WORK ORDER:
Count every line of the listing where the string "negative" occurs, and reply with the count alone.

DATA FOR PROCESSING:
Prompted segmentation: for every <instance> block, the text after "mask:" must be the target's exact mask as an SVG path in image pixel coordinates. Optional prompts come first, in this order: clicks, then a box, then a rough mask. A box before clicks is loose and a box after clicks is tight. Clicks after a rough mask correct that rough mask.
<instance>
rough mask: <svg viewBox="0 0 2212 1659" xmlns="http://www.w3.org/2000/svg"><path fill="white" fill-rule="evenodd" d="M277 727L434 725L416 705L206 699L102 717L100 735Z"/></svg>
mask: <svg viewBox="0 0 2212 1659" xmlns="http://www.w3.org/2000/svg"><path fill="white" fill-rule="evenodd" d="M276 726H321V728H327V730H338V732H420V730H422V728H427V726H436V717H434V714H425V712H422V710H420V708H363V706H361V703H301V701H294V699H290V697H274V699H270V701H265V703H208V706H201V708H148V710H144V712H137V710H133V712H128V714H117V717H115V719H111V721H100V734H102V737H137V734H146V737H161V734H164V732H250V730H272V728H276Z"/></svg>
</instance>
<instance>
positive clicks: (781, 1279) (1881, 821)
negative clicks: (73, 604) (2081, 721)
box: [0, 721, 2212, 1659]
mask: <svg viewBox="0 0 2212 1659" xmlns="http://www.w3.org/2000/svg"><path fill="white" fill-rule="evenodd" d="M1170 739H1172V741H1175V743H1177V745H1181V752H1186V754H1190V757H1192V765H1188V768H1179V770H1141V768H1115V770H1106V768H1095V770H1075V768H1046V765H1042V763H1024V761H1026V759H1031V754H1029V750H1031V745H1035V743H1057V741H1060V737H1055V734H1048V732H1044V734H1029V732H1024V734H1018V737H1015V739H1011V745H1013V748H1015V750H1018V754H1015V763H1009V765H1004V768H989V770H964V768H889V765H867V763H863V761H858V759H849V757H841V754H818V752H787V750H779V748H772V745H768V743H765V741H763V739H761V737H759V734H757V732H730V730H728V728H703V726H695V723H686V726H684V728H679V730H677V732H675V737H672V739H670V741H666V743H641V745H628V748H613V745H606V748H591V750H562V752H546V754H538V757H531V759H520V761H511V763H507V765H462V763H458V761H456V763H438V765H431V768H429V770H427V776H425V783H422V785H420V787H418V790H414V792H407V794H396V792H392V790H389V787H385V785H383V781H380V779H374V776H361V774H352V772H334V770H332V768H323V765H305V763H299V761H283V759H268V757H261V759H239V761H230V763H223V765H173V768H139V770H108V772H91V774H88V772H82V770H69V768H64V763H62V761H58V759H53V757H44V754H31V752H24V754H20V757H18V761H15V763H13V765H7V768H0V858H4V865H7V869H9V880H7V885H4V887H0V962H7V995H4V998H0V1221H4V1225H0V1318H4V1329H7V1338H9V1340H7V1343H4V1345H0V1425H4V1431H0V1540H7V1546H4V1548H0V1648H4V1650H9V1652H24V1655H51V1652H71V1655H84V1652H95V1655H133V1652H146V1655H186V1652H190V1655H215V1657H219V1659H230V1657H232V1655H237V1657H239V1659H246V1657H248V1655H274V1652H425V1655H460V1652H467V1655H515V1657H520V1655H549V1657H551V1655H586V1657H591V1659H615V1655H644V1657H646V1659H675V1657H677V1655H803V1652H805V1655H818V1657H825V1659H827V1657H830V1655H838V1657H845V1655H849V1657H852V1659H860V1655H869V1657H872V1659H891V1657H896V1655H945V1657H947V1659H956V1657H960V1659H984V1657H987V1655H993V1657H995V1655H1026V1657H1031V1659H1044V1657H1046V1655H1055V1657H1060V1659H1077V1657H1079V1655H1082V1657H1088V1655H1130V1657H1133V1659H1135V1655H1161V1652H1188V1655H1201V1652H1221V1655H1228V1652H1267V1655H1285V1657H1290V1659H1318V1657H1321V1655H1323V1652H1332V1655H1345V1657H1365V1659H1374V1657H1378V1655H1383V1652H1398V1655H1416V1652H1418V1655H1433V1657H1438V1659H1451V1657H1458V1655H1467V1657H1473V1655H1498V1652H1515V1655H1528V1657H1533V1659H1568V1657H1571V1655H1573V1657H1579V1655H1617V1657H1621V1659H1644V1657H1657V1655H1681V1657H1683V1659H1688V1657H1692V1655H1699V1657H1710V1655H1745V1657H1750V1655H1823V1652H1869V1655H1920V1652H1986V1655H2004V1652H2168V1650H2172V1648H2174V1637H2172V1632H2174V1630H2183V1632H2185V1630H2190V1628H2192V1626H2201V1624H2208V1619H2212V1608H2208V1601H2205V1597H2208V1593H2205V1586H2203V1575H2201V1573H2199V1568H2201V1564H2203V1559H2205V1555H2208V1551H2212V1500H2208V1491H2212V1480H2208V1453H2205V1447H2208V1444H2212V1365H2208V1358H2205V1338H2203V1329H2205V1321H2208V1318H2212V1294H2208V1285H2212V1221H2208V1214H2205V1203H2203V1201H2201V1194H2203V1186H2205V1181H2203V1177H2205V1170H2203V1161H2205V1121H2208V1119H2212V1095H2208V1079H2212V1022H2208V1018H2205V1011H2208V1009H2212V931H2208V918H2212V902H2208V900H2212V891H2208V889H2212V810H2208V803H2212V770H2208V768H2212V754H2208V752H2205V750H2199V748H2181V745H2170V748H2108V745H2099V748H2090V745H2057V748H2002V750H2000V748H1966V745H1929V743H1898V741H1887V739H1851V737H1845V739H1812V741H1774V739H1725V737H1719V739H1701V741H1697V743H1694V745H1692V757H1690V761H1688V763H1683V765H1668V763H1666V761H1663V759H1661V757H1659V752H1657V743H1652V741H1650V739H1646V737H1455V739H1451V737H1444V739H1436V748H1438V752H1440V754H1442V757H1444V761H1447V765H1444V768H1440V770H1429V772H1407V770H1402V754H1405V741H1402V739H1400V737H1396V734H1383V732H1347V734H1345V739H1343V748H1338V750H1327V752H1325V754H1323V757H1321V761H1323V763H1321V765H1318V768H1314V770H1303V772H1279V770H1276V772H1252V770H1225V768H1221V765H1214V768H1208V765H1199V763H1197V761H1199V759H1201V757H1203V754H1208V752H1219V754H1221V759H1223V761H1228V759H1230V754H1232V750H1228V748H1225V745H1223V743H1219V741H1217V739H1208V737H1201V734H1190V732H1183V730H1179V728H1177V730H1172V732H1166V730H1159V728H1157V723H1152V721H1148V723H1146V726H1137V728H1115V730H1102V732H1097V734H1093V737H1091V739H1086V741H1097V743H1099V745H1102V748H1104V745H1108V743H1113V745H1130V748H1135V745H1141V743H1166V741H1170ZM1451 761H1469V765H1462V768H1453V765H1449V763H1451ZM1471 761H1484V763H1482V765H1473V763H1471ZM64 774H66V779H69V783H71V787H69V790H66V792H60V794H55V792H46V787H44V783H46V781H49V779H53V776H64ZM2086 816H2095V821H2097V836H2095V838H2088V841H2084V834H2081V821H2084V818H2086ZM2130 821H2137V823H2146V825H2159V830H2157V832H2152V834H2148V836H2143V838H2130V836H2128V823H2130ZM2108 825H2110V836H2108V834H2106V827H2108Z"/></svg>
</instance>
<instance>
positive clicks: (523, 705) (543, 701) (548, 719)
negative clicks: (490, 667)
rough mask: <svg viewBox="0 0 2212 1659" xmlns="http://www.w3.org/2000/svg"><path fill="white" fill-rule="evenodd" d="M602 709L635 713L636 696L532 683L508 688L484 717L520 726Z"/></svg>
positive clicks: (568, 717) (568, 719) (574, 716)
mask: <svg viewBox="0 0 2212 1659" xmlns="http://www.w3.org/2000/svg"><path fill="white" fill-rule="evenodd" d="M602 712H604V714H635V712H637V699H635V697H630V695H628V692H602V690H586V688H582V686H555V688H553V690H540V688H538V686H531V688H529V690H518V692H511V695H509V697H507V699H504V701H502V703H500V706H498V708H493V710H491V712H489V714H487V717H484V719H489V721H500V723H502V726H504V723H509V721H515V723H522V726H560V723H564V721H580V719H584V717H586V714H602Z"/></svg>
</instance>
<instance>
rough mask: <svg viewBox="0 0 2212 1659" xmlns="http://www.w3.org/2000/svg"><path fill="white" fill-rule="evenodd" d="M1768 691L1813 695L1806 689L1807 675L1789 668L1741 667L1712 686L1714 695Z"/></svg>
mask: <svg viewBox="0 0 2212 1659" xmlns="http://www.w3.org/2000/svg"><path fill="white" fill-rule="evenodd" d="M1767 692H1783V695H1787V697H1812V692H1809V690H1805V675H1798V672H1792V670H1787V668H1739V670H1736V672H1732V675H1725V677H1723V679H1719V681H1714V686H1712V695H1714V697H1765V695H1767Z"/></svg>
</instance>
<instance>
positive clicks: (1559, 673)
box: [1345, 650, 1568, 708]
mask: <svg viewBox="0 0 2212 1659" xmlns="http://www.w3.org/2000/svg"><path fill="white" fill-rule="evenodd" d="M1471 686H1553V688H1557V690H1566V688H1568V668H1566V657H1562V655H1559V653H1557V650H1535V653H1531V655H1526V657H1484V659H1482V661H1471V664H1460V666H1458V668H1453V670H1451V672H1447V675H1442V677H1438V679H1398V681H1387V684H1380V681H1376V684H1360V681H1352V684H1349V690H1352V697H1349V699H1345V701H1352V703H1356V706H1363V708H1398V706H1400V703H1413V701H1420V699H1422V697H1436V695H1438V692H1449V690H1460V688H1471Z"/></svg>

SOLVED PROBLEM:
2